Collected data
>>>>>
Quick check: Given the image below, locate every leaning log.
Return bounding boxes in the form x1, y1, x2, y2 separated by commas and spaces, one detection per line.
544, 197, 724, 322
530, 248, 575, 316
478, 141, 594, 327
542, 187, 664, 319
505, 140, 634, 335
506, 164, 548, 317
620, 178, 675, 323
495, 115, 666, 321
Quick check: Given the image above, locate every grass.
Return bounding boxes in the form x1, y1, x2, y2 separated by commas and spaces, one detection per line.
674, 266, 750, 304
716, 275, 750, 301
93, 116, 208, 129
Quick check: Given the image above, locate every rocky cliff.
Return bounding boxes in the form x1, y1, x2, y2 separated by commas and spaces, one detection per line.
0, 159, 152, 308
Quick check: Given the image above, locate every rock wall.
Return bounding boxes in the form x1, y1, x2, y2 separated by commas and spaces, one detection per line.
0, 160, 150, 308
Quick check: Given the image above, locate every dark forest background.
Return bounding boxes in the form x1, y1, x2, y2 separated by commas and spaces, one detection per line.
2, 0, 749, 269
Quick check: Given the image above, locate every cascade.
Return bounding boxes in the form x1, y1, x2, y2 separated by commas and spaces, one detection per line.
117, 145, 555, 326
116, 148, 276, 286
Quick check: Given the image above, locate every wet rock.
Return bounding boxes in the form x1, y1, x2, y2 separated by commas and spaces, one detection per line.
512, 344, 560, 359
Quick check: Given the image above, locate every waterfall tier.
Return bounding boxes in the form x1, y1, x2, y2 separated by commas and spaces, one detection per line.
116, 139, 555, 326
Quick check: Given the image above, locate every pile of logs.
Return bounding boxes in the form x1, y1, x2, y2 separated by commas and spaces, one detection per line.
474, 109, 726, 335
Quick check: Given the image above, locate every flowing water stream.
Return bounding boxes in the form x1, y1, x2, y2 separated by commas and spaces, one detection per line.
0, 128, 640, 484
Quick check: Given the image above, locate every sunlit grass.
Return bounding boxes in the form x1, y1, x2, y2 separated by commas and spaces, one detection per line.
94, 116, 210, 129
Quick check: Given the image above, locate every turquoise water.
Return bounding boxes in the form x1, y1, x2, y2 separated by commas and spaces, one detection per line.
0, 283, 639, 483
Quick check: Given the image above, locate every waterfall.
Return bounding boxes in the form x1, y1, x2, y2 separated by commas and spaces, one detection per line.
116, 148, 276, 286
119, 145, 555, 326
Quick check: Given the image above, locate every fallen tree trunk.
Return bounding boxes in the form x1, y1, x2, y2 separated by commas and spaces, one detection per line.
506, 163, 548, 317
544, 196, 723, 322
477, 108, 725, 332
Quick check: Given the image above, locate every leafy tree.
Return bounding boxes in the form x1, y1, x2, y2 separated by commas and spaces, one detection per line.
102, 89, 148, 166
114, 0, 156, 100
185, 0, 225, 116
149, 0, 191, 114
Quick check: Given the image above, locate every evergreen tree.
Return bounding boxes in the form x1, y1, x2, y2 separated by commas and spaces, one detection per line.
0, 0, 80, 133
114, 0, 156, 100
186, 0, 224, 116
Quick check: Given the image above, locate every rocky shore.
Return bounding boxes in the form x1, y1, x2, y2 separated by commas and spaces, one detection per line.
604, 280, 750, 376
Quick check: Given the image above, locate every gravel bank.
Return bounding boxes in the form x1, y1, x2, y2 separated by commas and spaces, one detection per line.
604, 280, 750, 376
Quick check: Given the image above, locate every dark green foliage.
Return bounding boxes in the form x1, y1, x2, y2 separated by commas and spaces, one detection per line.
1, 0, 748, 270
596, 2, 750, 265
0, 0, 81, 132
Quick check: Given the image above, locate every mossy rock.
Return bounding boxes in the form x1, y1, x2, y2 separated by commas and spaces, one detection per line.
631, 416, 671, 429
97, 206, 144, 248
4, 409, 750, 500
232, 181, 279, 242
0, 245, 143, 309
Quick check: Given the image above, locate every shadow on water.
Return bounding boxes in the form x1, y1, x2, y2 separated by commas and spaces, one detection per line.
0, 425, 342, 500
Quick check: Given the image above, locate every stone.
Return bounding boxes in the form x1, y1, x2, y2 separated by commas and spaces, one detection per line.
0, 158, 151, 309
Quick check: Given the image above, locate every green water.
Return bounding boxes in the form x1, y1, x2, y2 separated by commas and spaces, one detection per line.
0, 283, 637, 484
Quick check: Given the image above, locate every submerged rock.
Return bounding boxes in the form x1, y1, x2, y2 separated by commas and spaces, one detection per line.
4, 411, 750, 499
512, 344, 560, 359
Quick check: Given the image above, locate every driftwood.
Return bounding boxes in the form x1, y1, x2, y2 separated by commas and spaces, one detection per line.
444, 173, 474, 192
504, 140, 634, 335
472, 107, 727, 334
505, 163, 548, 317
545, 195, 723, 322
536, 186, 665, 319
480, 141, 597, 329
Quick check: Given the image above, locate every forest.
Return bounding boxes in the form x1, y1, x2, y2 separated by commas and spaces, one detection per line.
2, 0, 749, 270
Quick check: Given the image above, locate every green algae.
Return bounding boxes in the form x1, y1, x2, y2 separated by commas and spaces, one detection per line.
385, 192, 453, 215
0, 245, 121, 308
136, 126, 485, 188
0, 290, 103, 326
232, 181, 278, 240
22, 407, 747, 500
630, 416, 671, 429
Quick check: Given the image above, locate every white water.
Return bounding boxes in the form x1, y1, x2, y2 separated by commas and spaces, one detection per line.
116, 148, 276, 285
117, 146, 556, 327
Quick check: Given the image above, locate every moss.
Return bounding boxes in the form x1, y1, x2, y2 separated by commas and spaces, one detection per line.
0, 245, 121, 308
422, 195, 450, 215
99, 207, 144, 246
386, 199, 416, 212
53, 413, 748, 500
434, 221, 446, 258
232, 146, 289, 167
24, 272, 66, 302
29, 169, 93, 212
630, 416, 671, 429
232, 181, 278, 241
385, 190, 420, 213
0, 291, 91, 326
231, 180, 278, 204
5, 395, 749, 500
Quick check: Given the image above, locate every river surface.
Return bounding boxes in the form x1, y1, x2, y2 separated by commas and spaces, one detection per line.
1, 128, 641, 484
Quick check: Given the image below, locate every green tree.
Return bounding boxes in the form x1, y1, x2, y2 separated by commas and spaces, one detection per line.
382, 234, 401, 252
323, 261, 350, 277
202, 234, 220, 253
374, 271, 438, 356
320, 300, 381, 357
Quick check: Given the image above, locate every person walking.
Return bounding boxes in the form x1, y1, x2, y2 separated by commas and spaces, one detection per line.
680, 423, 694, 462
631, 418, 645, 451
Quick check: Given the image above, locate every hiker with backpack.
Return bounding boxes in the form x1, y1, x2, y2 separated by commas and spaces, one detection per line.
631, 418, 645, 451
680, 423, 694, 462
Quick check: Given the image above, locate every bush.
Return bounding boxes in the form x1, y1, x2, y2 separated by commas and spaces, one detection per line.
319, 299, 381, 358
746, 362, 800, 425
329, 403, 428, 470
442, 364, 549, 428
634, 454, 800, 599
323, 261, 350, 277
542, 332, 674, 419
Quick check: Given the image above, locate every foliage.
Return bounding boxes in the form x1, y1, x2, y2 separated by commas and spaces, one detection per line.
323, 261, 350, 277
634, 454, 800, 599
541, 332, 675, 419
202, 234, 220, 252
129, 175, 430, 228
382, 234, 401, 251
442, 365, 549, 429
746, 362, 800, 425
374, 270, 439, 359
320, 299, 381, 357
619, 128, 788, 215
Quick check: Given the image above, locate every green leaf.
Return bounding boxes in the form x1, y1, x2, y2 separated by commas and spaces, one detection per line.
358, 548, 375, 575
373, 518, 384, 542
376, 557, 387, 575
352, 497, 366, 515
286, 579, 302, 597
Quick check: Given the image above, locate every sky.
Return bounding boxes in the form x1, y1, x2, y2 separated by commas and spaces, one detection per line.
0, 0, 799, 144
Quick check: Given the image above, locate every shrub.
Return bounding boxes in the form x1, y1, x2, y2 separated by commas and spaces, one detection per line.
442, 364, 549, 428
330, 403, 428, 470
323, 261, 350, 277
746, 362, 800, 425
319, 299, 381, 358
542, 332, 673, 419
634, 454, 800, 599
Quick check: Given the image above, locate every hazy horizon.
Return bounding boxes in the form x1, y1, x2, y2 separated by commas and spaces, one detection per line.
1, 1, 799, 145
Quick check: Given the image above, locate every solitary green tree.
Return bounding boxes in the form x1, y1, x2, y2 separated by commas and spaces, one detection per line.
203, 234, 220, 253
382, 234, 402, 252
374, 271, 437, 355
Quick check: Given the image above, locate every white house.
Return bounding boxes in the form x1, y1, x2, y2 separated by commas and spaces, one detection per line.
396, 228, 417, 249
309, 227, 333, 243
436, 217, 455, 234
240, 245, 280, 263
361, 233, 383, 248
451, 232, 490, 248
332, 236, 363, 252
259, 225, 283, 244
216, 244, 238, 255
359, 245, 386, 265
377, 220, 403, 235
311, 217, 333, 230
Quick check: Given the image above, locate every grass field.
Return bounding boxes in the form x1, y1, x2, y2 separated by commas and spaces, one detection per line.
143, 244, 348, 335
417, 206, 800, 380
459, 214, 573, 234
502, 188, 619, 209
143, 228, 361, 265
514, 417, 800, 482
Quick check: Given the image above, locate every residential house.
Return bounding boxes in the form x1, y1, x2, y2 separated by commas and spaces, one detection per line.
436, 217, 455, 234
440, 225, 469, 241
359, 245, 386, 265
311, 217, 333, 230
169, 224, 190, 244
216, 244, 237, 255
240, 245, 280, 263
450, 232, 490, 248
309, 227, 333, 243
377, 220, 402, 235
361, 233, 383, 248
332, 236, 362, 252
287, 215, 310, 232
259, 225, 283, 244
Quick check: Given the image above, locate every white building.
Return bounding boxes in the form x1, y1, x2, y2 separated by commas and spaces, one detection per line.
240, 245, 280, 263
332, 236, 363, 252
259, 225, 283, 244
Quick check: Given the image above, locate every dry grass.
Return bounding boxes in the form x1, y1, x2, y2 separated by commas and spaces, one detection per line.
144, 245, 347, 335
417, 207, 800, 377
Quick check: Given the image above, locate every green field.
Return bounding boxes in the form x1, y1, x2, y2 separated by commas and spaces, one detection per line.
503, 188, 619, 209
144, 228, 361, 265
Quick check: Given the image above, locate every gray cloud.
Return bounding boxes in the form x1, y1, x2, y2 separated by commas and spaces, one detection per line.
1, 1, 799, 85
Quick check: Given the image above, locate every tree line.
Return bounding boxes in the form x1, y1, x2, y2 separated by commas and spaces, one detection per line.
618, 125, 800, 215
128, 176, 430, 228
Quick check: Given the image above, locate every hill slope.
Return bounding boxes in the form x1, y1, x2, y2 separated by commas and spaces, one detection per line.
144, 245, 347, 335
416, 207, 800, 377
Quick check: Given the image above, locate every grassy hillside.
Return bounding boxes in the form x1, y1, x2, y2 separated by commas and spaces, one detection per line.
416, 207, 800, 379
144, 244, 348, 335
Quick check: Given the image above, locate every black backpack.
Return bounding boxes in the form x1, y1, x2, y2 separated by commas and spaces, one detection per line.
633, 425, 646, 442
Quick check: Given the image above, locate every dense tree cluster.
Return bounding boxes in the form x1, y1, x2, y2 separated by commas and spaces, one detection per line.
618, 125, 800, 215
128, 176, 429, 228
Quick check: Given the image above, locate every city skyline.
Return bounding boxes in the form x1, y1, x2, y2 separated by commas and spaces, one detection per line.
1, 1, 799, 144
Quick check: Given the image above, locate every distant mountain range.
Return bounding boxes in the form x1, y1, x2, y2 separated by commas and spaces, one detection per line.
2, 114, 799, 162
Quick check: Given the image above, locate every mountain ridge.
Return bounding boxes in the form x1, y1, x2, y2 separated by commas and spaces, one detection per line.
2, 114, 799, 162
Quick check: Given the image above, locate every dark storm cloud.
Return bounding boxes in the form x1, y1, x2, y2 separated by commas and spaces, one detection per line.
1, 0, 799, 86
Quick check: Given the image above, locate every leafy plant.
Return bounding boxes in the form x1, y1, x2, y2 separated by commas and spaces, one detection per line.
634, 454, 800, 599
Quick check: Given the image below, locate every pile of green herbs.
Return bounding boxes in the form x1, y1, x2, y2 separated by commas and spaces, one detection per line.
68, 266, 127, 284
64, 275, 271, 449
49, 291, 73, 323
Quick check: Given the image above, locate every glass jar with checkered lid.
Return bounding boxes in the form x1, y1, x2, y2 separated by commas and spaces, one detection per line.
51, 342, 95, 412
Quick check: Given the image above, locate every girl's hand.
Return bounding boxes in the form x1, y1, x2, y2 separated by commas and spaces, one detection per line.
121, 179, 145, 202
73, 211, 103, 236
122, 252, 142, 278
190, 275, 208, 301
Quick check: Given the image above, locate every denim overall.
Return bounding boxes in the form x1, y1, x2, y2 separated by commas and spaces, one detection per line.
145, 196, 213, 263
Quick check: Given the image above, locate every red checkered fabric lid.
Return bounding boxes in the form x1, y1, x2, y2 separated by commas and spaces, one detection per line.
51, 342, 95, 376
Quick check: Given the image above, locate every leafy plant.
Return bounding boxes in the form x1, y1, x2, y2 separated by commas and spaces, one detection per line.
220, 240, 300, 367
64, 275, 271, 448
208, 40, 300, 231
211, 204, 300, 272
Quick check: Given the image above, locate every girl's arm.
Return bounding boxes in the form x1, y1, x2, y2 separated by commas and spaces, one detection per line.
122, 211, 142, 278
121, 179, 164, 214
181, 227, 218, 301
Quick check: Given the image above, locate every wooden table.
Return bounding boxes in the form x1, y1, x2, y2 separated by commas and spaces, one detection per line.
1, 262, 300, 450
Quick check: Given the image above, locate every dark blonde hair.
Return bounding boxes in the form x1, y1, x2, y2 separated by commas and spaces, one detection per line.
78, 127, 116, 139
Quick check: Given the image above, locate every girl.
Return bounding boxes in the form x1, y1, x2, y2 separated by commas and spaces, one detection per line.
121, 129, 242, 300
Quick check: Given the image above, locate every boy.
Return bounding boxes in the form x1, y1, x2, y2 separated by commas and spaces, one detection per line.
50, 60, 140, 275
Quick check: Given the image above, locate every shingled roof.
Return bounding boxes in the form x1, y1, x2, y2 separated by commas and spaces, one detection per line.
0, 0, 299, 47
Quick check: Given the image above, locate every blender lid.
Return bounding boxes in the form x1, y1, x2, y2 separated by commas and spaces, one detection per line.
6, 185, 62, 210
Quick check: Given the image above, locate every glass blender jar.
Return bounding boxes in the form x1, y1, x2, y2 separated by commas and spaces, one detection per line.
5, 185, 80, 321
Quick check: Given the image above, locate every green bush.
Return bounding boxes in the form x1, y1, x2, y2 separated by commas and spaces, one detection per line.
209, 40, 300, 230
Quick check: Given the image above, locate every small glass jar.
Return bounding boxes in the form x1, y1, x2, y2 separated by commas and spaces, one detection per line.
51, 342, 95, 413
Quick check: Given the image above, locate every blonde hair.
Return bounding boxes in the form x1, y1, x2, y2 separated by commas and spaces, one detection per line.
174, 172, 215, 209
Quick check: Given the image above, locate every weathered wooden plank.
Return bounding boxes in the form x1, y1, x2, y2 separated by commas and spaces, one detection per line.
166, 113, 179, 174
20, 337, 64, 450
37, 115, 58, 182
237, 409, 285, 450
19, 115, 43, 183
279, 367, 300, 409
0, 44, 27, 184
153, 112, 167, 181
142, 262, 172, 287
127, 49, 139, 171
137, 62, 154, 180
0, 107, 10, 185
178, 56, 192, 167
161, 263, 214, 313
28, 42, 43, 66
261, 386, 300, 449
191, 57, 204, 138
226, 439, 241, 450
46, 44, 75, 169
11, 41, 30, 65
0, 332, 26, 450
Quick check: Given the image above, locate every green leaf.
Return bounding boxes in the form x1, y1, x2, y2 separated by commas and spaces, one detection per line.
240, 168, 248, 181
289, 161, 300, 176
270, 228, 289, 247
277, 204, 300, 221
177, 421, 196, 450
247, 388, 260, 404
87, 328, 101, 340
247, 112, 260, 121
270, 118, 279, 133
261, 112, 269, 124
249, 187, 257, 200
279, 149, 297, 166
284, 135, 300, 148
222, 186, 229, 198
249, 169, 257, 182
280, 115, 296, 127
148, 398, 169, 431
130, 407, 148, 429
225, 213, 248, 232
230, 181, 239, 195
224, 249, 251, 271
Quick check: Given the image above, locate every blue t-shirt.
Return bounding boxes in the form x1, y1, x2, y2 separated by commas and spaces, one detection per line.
<<<<<
=== Exercise goal ===
The word "dark" appears in some lines above. Return every one of those lines.

=== Task result ===
Quick check: Given the image above, locate every dark forest background.
Quick check: Given the image above, locate every dark green foliage.
Quick check: Given the image above, locate every dark storm cloud.
Quick check: Given the image above, locate every dark blonde hair.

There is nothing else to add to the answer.